**Task objective:** Copy the line containing "Check that each instance of the car roof", then all lines after it up to and including the final line of the material, exactly and without additions.

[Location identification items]
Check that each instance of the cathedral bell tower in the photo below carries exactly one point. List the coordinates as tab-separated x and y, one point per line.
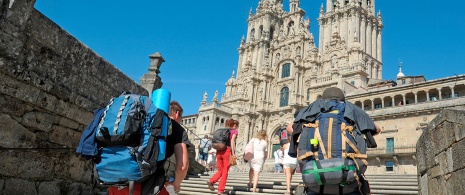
350	40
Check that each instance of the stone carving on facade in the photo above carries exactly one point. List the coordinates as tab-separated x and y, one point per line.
205	95
215	97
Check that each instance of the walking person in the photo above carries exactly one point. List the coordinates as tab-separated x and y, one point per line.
211	161
278	160
204	147
260	152
222	158
289	165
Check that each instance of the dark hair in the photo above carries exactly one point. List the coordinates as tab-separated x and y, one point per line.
236	122
175	106
229	123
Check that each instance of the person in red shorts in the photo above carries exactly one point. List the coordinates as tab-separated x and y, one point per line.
177	144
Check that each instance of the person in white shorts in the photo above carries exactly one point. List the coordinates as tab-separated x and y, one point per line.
211	160
289	165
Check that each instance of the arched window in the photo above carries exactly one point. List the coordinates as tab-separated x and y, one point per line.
308	94
252	34
271	33
286	71
284	97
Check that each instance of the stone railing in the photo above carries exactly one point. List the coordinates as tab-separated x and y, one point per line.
235	96
394	151
418	107
324	79
441	154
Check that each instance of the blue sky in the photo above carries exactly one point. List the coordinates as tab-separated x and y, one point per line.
199	39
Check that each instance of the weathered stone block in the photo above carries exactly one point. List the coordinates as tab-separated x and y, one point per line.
423	184
38	120
66	122
47	188
19	186
456	183
434	172
433	187
459	132
421	154
458	155
13	106
448	135
64	136
429	151
27	164
14	135
443	162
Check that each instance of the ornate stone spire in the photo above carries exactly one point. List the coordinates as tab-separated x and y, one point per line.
400	74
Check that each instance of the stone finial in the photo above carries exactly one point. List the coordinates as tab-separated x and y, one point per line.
215	97
205	96
151	81
155	62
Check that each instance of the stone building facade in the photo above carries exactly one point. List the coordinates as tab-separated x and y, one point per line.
280	71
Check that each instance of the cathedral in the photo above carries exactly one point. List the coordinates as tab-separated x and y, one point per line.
280	71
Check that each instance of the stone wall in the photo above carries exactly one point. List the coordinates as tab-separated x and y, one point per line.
49	85
441	154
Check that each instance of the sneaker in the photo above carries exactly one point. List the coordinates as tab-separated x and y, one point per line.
210	186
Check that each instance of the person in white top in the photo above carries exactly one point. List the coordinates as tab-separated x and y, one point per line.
289	165
211	161
278	160
260	152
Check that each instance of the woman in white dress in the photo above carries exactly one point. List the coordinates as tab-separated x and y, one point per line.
260	152
211	161
289	163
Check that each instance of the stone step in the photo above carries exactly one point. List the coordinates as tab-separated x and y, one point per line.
274	183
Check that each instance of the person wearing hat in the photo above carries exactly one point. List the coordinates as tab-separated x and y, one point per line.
204	147
360	119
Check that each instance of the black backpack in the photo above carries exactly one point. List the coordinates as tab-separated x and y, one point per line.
221	139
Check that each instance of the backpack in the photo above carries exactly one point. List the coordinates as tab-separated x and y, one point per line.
220	139
283	136
332	153
131	139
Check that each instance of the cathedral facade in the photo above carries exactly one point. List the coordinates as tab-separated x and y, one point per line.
280	70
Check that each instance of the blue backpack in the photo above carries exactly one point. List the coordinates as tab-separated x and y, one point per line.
331	153
130	135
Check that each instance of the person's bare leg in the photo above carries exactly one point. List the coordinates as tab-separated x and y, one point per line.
287	171
255	180
250	177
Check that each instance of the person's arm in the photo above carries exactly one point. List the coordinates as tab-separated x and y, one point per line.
182	164
233	145
289	127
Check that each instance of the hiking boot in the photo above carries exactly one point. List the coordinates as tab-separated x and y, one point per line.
210	186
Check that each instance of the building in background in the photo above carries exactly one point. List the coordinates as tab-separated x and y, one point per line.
280	71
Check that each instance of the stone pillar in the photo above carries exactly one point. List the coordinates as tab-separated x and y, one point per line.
363	33
368	38
151	80
374	40
321	35
440	94
379	54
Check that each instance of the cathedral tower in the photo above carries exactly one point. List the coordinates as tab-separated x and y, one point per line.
350	39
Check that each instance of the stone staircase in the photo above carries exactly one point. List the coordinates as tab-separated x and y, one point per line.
274	183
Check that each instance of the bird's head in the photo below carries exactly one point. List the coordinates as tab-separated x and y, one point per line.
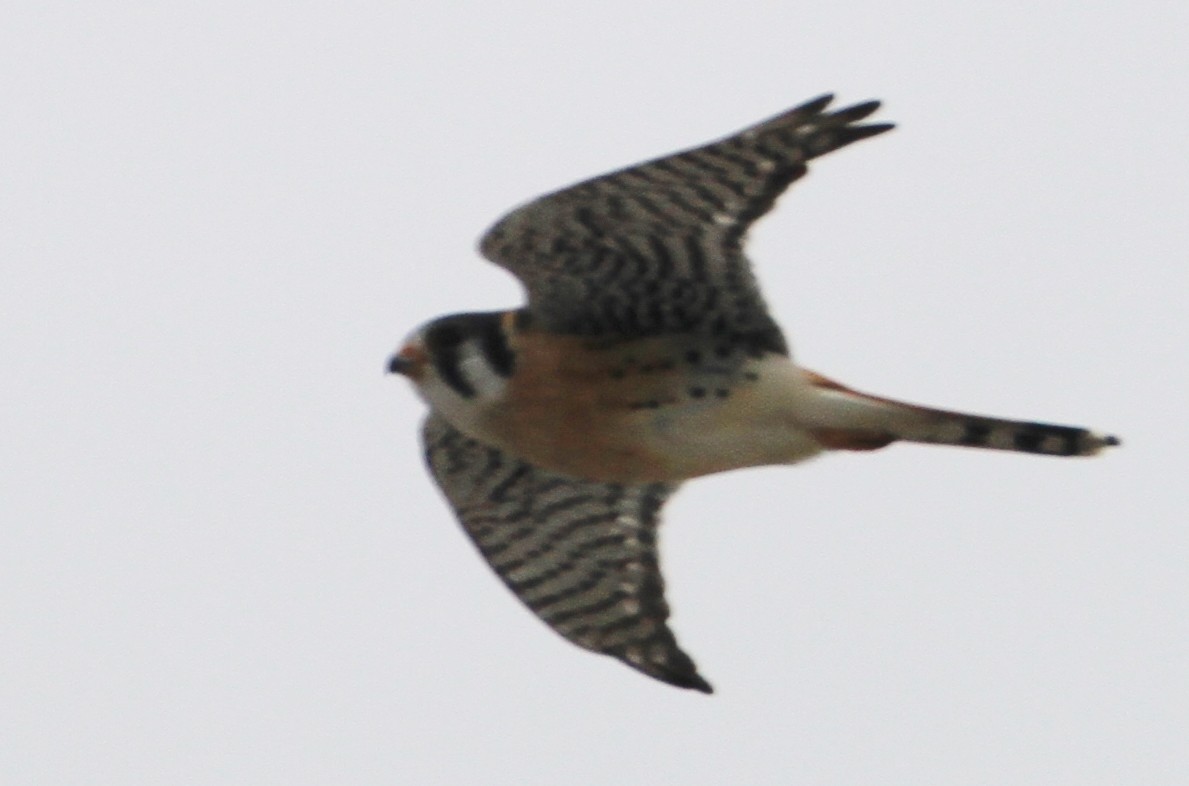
457	362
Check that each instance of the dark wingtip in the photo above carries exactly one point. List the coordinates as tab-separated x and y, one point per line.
816	105
691	680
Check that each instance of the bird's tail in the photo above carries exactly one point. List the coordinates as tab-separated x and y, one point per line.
856	421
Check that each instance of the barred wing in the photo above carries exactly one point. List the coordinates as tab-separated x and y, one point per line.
658	247
580	554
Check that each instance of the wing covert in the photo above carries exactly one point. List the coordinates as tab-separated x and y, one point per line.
579	554
656	247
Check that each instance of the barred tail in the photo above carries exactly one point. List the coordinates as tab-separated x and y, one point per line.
856	421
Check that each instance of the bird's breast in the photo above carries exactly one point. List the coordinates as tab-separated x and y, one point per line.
645	410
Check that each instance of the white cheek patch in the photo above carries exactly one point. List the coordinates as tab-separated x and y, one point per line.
477	370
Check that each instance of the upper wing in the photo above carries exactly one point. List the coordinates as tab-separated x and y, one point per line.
580	554
658	247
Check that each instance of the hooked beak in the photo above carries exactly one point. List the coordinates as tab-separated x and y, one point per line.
407	363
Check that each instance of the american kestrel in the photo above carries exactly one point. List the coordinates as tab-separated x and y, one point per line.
645	357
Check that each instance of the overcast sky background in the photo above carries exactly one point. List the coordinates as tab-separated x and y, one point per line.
221	560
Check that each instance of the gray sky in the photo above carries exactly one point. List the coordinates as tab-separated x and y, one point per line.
222	563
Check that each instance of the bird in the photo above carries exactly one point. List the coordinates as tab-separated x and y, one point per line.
646	357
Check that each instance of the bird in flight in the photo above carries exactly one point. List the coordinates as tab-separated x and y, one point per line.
645	357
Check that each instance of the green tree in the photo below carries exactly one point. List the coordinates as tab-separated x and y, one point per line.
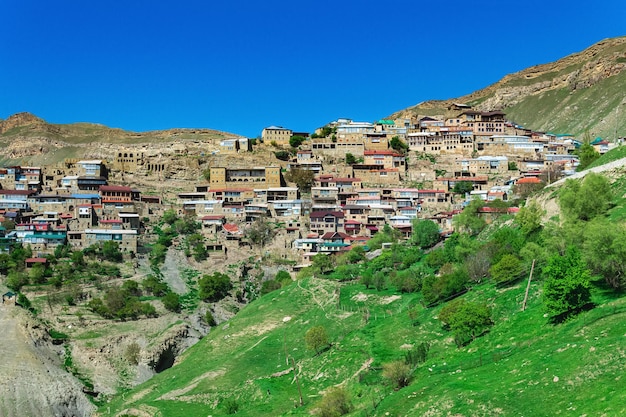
170	216
398	373
334	403
269	286
466	319
260	232
566	290
111	251
283	277
425	233
586	153
209	319
36	275
158	253
529	218
469	220
214	287
605	251
296	140
587	200
462	187
398	145
316	339
322	263
16	280
171	301
508	269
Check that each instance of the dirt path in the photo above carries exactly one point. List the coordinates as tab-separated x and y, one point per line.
171	270
33	383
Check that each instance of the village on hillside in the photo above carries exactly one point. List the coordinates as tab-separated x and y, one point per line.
348	181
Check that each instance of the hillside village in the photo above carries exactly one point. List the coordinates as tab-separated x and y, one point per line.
360	176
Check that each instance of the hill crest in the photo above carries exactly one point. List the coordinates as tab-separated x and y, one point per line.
563	87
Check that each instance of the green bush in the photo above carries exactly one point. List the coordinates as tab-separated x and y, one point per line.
214	287
467	320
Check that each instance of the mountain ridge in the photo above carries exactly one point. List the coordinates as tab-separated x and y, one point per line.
563	85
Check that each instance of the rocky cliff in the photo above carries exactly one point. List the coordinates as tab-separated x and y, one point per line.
578	93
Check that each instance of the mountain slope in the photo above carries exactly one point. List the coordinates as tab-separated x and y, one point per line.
578	93
28	139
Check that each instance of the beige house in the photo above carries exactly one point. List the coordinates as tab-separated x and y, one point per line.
240	178
277	134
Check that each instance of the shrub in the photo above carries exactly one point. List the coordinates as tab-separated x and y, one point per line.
214	287
398	373
335	403
171	301
316	339
467	320
209	319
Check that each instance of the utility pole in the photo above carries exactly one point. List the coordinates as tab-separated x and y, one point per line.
293	363
528	286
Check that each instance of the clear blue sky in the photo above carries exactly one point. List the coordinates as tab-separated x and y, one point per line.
240	66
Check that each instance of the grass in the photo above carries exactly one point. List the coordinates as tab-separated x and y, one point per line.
573	368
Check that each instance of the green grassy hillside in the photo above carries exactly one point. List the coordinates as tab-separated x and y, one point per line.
523	366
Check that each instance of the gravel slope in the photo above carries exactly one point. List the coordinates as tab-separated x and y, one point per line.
32	382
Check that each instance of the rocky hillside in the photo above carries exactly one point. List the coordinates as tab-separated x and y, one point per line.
27	139
572	95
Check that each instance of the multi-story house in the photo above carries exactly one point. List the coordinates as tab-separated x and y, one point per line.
483	165
117	198
385	158
276	134
235	145
126	238
238	178
326	221
15	200
21	178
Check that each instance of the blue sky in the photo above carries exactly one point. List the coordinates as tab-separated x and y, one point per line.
240	66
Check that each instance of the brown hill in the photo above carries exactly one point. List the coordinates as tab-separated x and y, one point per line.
578	93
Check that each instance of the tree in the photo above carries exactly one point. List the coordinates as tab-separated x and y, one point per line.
269	286
566	290
16	280
529	218
335	403
469	219
462	187
36	275
208	318
586	153
296	140
316	339
302	177
170	216
398	145
398	373
466	319
587	200
171	301
111	251
213	288
605	251
425	233
508	269
260	232
322	263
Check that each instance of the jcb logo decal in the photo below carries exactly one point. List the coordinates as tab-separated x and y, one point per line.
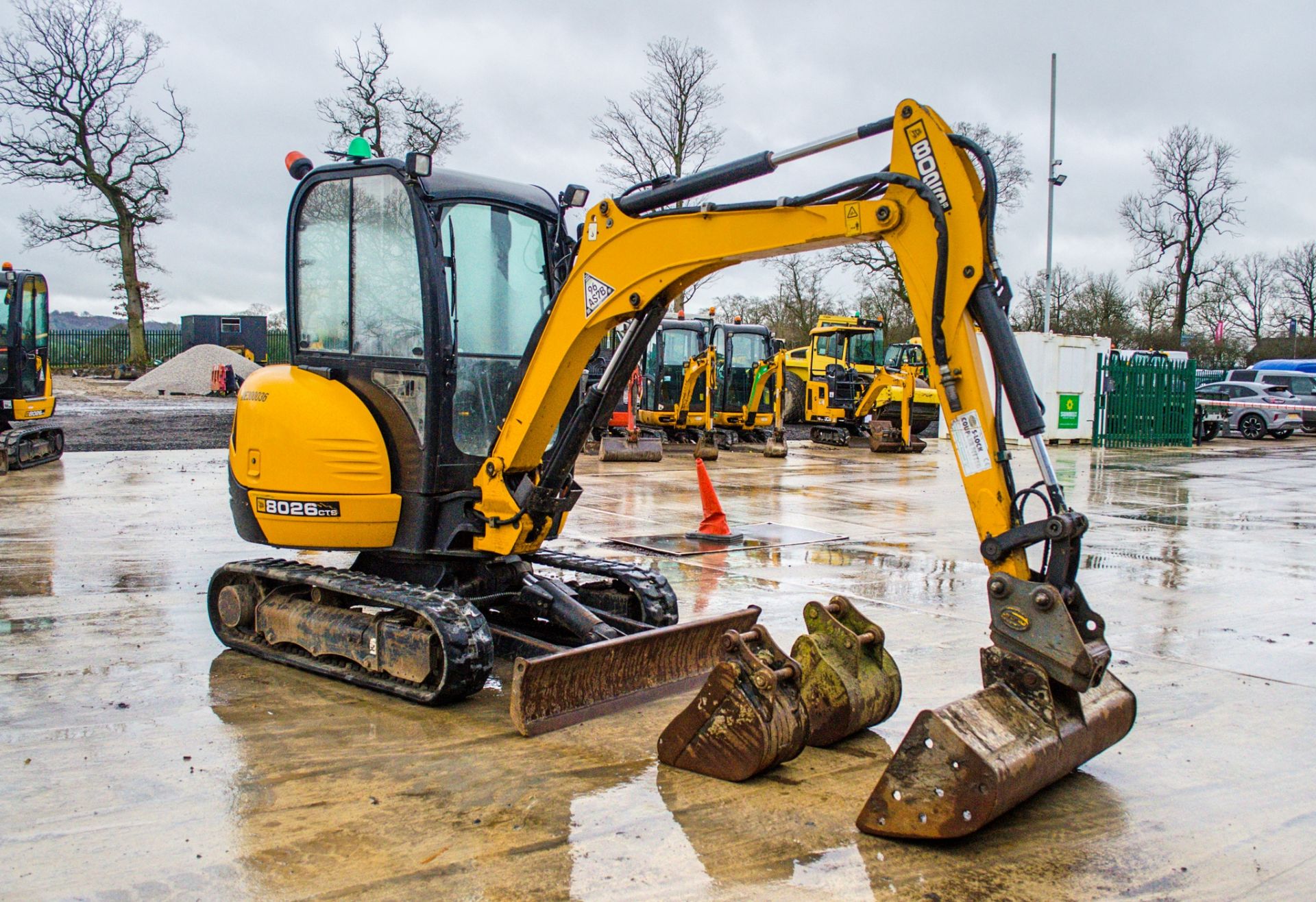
925	162
595	293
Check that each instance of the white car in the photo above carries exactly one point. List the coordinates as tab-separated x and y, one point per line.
1257	410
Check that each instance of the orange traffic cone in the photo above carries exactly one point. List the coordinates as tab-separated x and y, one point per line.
714	526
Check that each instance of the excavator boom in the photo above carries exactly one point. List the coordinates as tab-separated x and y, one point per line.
1047	693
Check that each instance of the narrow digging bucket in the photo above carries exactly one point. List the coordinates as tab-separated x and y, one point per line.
706	447
886	437
640	450
971	761
851	681
746	718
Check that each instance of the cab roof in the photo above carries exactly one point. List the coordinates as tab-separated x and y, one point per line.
444	184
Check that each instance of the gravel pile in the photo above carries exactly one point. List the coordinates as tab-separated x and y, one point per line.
190	371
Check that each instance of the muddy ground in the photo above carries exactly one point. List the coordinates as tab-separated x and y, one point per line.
100	415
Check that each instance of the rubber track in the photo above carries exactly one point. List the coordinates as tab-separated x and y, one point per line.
656	596
466	639
15	437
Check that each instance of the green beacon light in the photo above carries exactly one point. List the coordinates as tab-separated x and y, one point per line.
358	149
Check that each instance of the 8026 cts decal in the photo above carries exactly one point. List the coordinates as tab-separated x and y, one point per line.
295	509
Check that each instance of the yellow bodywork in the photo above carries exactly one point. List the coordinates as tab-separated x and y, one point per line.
313	463
652	260
41	406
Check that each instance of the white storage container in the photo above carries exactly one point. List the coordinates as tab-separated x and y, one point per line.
1064	373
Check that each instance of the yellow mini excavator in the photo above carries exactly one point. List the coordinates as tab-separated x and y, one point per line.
430	420
27	387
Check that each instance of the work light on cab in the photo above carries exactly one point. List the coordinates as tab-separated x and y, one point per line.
297	165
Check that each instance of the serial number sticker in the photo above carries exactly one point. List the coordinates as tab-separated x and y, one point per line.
971	444
296	509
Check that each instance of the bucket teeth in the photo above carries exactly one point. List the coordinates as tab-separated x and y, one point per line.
851	681
886	436
746	718
968	763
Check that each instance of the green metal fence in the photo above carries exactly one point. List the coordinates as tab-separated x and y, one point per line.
94	348
1144	402
277	347
70	348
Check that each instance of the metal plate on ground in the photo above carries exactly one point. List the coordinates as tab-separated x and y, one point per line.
758	535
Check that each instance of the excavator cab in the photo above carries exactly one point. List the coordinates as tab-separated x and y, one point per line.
443	324
27	387
416	298
744	354
678	341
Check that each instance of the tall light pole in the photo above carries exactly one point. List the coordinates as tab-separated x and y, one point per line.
1053	182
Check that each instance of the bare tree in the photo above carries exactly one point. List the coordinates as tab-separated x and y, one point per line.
394	119
1031	300
67	77
1101	307
666	130
1250	287
796	302
1006	150
1298	284
1193	195
1152	308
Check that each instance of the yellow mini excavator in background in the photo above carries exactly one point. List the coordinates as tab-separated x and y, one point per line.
27	386
430	420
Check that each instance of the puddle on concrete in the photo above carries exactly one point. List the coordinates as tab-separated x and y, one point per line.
25	624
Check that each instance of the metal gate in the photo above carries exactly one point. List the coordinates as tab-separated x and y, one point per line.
1145	402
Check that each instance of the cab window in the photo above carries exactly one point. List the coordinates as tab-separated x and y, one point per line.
498	287
357	269
864	350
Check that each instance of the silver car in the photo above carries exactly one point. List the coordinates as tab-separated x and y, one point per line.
1303	385
1257	410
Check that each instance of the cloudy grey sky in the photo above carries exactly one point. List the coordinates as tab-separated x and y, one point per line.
532	74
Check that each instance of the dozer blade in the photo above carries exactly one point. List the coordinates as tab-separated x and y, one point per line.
568	686
886	437
971	761
746	718
851	681
831	435
637	450
32	446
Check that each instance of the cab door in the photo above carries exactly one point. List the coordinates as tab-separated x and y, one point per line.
33	339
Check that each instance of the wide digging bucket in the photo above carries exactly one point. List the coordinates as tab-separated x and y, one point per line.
888	437
746	718
851	681
706	446
631	450
971	761
566	686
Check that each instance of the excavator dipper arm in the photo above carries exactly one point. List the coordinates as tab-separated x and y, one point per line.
1048	703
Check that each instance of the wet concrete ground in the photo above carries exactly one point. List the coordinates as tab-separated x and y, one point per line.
143	761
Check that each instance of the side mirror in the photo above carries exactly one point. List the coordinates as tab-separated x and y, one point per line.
419	165
574	195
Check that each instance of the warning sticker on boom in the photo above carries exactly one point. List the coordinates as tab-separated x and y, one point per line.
595	293
971	444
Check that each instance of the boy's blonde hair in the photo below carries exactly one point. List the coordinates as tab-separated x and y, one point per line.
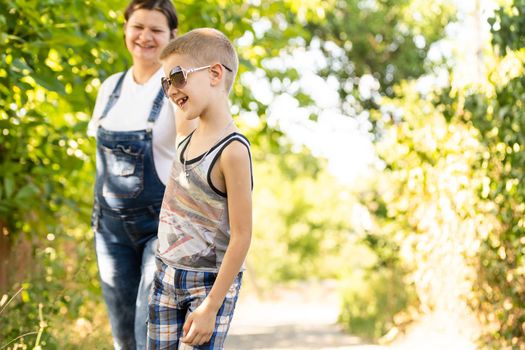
206	46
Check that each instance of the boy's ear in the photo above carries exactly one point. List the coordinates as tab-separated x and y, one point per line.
216	73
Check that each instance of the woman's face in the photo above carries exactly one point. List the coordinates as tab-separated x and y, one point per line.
146	33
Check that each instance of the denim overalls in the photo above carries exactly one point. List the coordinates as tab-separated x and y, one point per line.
128	197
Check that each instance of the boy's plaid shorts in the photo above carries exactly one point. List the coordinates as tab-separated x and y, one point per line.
175	294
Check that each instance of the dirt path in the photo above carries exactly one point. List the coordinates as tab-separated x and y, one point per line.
301	317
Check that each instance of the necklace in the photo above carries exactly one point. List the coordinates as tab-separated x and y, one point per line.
184	165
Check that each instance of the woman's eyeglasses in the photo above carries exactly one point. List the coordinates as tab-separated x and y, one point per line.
179	77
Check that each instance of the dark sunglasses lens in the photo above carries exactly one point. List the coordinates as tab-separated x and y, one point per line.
177	78
165	85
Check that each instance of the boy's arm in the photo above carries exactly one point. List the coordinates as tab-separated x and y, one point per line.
235	166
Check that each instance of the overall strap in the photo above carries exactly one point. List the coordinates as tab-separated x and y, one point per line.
155	110
114	96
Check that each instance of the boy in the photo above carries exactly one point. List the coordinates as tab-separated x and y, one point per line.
206	216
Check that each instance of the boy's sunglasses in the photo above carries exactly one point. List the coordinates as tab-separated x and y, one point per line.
179	77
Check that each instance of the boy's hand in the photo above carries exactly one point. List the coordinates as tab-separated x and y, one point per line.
199	325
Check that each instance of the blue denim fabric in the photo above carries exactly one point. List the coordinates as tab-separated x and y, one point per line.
128	197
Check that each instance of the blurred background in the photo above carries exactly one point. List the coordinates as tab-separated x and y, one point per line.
389	155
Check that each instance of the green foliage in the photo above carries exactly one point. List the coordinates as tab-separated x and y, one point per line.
54	56
387	39
376	302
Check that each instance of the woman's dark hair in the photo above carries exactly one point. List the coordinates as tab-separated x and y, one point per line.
164	6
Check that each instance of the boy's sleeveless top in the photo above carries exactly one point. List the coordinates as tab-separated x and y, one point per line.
194	229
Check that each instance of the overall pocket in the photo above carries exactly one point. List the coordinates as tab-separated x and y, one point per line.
124	172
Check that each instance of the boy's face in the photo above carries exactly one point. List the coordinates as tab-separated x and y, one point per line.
186	84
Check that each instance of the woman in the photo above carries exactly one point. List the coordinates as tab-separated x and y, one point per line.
135	129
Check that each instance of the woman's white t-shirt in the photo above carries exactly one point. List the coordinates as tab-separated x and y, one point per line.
131	112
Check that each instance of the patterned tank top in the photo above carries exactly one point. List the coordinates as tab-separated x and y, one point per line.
194	229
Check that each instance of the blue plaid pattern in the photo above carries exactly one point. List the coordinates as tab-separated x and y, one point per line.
175	294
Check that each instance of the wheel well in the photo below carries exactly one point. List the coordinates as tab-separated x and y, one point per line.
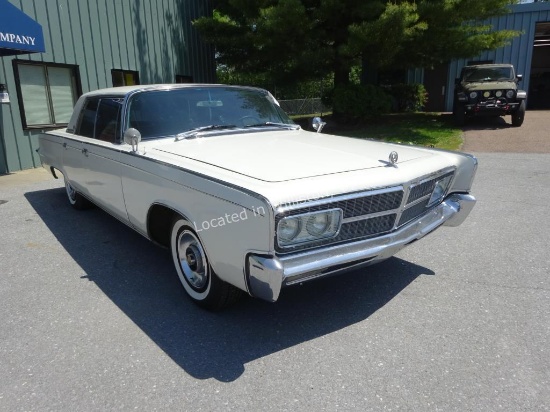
159	224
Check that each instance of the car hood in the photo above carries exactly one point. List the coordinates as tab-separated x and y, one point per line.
474	86
275	156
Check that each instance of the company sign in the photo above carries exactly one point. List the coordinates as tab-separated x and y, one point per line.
18	32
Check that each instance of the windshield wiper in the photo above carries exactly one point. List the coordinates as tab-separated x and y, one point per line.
191	134
271	124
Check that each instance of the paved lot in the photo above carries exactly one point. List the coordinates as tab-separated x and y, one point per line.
497	134
93	317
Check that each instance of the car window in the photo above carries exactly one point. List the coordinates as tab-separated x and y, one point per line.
108	118
87	118
169	112
101	119
488	74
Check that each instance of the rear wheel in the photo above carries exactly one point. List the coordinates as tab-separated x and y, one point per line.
458	114
76	200
198	279
519	115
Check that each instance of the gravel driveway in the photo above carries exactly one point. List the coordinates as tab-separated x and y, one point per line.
497	134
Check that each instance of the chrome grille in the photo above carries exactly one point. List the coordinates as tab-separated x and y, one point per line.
368	214
355	206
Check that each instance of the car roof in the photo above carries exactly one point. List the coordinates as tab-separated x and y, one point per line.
125	90
489	65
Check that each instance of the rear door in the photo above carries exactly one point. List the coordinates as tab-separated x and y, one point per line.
98	166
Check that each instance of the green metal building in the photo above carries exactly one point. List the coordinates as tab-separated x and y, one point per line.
84	45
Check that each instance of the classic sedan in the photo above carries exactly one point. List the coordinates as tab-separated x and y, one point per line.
246	200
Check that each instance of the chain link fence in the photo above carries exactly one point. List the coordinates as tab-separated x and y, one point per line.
304	106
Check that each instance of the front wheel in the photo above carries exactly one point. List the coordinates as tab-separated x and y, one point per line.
458	114
200	282
76	200
519	115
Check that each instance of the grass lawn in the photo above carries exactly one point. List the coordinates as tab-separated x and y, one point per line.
423	129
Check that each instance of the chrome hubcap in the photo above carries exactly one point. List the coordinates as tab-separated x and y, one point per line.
192	260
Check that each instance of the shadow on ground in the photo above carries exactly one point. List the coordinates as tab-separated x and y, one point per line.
139	278
487	123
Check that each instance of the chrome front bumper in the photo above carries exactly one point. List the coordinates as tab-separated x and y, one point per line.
266	275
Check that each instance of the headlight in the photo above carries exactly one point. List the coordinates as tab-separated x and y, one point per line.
289	228
439	191
308	227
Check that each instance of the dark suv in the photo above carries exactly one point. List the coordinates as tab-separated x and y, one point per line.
489	90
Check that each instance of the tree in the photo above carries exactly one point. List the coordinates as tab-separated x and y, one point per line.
290	41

**Problem solution:**
Check that each instance of the car roof in the photo above carries exactly one point. List the coordinates as tab-separated x and y, one point per line.
125	90
489	65
Check that each instance of the rear door in the photo above carries exactly one point. List the coordinates as tab-separated x and y, one point per line.
98	166
Check that each instance of the green metal building in the photo above carries exactly one point. List the coordinates as tab-separated x and y, one point per line.
84	45
Check that each instance of the classic sedan in the photo above carries exactly one point. List the coordinates as tab-separated x and y, one point per line.
246	200
Check that each instance of the chain link fence in the photo above carries exactly one point. List the coordinates as tab-separated x and y, one point per line.
304	106
Check that each instance of the front wheel in the photo above carries exactly one point. List the coordinates as tab-separated x and y, one point per line.
458	114
200	282
76	200
519	115
Check that each instance of the grass lawn in the photo above carries exactly one point. List the coordinates as tab-separated x and y, one point per line.
423	129
Check that each instance of the chrome hubcap in the photo above carries exactly one point. List the coordinates as tab-separated x and y, one point per line.
192	260
Check that each instance of the shadow on ground in the photo above carries exactly one point. List the coordinates as tab-separated x and y, one point per line.
139	278
487	123
Check that each instance of the chrome front bumper in the photo above carries exactly one point. List the coordinates as tab-separated x and y, one point per line.
266	275
Check that each instance of the headlight in the photo above carries exactly one point. List the coordinates as tab-separated x and y, one point per line.
289	228
439	191
308	227
Check that each instance of the dark suv in the photo above carries exactly one point. List the coordinates as tab-separated x and y, one point per line.
489	90
Check that each instance of the tree in the photo above carries exactly one point. List the coordinates as tab-separated x and y, one point per line.
290	41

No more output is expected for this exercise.